What you are asked to do:
Convert every line of the data below into a JSON list of strings, one string per line, skipping blank lines. Leave the pictures out.

Provided data:
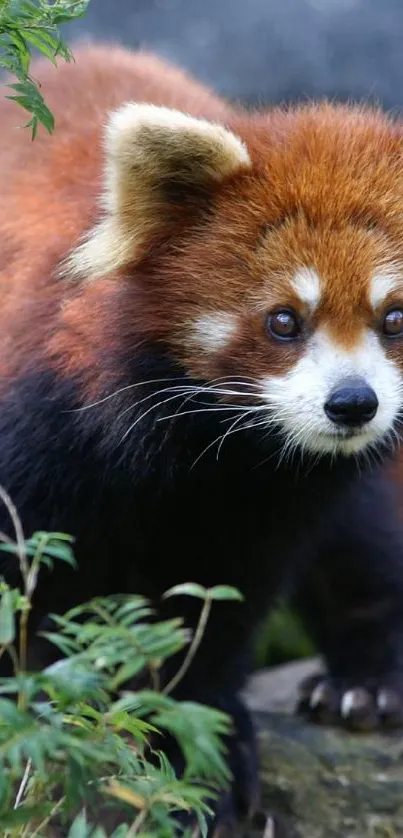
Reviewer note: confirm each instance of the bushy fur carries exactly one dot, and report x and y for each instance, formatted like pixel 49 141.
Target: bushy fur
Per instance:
pixel 90 345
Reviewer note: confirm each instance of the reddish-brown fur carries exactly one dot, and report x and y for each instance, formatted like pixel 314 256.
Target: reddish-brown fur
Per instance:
pixel 325 190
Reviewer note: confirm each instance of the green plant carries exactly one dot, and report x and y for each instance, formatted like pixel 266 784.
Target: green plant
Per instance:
pixel 70 747
pixel 28 24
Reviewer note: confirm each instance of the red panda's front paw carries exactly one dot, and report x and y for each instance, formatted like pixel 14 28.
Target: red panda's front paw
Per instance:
pixel 364 704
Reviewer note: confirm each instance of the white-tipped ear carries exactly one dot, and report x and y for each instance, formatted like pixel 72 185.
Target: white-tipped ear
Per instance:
pixel 156 159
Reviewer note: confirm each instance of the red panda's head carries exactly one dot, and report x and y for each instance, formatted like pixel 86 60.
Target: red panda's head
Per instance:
pixel 270 258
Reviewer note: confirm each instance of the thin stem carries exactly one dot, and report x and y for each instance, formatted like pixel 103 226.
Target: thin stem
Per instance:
pixel 19 535
pixel 23 784
pixel 197 638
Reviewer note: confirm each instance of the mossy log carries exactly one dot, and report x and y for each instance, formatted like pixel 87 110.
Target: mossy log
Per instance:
pixel 321 782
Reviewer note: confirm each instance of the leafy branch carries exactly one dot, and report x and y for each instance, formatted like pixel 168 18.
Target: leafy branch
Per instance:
pixel 27 25
pixel 70 745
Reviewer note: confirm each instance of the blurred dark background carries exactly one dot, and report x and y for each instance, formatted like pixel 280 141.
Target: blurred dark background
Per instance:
pixel 262 51
pixel 259 52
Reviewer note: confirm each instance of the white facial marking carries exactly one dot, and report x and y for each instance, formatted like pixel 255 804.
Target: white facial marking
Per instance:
pixel 382 283
pixel 306 284
pixel 297 398
pixel 212 332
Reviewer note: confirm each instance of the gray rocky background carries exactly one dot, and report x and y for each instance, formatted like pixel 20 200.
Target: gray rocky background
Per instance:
pixel 267 50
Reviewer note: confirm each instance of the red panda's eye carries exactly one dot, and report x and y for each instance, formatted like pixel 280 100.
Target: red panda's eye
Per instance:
pixel 284 324
pixel 393 323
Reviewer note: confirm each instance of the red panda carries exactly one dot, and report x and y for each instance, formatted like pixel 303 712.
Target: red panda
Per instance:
pixel 201 366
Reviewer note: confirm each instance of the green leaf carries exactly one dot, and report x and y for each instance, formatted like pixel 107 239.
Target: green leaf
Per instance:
pixel 187 588
pixel 80 828
pixel 7 619
pixel 225 592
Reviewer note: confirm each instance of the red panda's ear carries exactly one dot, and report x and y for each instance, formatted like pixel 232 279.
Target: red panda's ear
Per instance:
pixel 154 157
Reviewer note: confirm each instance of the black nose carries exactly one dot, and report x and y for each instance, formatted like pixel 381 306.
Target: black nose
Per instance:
pixel 352 404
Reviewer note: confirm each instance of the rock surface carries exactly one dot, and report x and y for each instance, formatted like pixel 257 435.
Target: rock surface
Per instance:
pixel 321 782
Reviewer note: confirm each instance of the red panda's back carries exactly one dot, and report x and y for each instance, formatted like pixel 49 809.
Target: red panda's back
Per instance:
pixel 50 187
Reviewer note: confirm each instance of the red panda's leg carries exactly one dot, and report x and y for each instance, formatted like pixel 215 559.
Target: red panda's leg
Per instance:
pixel 352 603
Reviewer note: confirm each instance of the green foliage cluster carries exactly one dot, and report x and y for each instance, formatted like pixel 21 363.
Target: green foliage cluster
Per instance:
pixel 72 747
pixel 27 25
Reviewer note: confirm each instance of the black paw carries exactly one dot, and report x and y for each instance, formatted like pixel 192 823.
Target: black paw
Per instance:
pixel 358 705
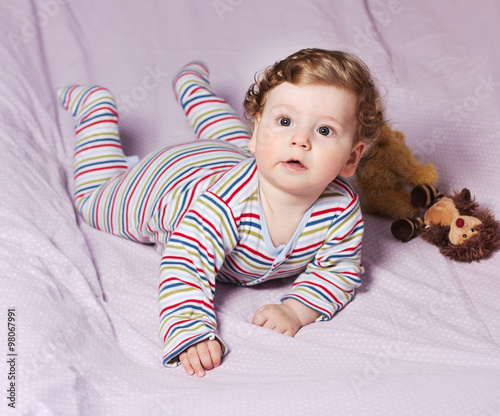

Reply:
[
  "Reviewer note: confirm each instance of the bushy fur carries exactly one dot, and report x and y for each instance, formatted like pixel 49 141.",
  "Target: bushy fur",
  "Per instance:",
  "pixel 90 345",
  "Reviewer note: confirm each instance of the reddish-brown fur carries exactly one dot, and report x and y for each instance, formatted like pixel 314 256.",
  "Target: reddish-brown fur",
  "Per instance:",
  "pixel 325 190",
  "Reviewer note: confirm each instance of the green plant carries exactly one dot, and report x and y for each instance, formatted like pixel 266 784.",
  "Target: green plant",
  "Per instance:",
  "pixel 70 747",
  "pixel 28 24",
  "Reviewer note: confirm each instance of the red panda's front paw carries exactly one dot, and report x and y for each instance, formatted like pixel 14 28.",
  "Target: red panda's front paw",
  "Per instance:",
  "pixel 364 704",
  "Reviewer note: confirm each instance of the white-tipped ear carries exactly one dot, and report x and y for each instance, formatted like pixel 72 185.",
  "Target: white-tipped ear",
  "Per instance:",
  "pixel 156 159",
  "Reviewer note: confirm each instance of the red panda's head carries exactly one dot, and report x and y for each instance, formatted like pixel 86 60.",
  "Target: red panda's head",
  "Per instance:",
  "pixel 270 258",
  "Reviewer note: confirm each instance of the thin stem carries exactly one dot, and report x and y for each instance, formatted like pixel 103 226.",
  "Target: thin stem",
  "Per instance:",
  "pixel 19 535",
  "pixel 23 784",
  "pixel 197 638",
  "Reviewer note: confirm each instance of the mossy log carries exactly one dot, and report x and y for each instance, formatted like pixel 87 110.",
  "Target: mossy log",
  "Per instance:",
  "pixel 321 782",
  "Reviewer note: confirm each instance of the leafy branch carries exactly one dot, and report x and y for each instance, formatted like pixel 168 18.",
  "Target: leafy branch",
  "Per instance:",
  "pixel 27 25",
  "pixel 70 745",
  "Reviewer note: confirm each instance of the blurred dark background carries exactly one dot, and report x and y for each instance, formatted like pixel 280 141.",
  "Target: blurred dark background",
  "Per instance:",
  "pixel 262 51",
  "pixel 259 52",
  "Reviewer note: confirm each instance of the white facial marking carries exactly one dot, and report x and y for each instance, formatted like pixel 255 804.",
  "Target: white facial marking",
  "Per instance:",
  "pixel 382 283",
  "pixel 306 284",
  "pixel 297 398",
  "pixel 212 332",
  "Reviewer note: confirm each instance of the gray rocky background carries exactly one dot, and report x and y for each instance, formatted like pixel 20 200.",
  "Target: gray rocky background",
  "Per instance:",
  "pixel 267 50",
  "Reviewer note: confirm each instance of the red panda's eye carries exactly one dot, and report x and y for each instance, formatted like pixel 280 100.",
  "Target: red panda's eye",
  "Per instance:",
  "pixel 284 324",
  "pixel 393 323",
  "Reviewer note: confirm each instance of the red panda carries exactly one dot, and report x and y for each instance, formatted like pixel 303 712.",
  "Target: red panda",
  "Per instance:",
  "pixel 201 366",
  "Reviewer note: confirm each instance of the green leaf carries exactly one dot, and report x and y for each instance, formatted like pixel 107 239.",
  "Target: green leaf",
  "Per instance:",
  "pixel 187 588",
  "pixel 80 828",
  "pixel 7 619",
  "pixel 225 592",
  "Reviewer note: confirm each instance of the red panda's ear carries exactly one dot, and report x and y for each instance, formatted like pixel 232 279.",
  "Target: red panda's ear",
  "Per instance:",
  "pixel 154 157",
  "Reviewer note: confirm each instance of the black nose carries exactly one dot, and report x and y for each instance, formatted like pixel 381 306.",
  "Target: black nose",
  "Per instance:",
  "pixel 352 404",
  "Reviewer note: confirm each instance of the rock surface carries exactly one dot, and report x and y for each instance, formatted like pixel 257 435.",
  "Target: rock surface",
  "Per instance:",
  "pixel 321 782",
  "Reviewer note: confirm each instance of the red panda's back carries exactly one dot, and report x and y for each instance, formatted like pixel 49 809.",
  "Target: red panda's back",
  "Per instance:",
  "pixel 50 187",
  "Reviewer note: confirm each instance of the red panda's leg carries exactly one dot, and report x and y for each instance, formatted like pixel 215 559.",
  "Target: red panda's leg",
  "Per instance:",
  "pixel 352 603",
  "Reviewer note: confirm each instance of the green foliage cluster carries exactly one dot, and report x and y for each instance, formatted like pixel 21 363.",
  "Target: green foliage cluster",
  "Per instance:",
  "pixel 72 747",
  "pixel 27 25",
  "Reviewer note: confirm each instance of the black paw carries exactly one dot, and report x and y for each instance, formatted like pixel 192 823.",
  "Target: black paw",
  "Per instance:",
  "pixel 358 705"
]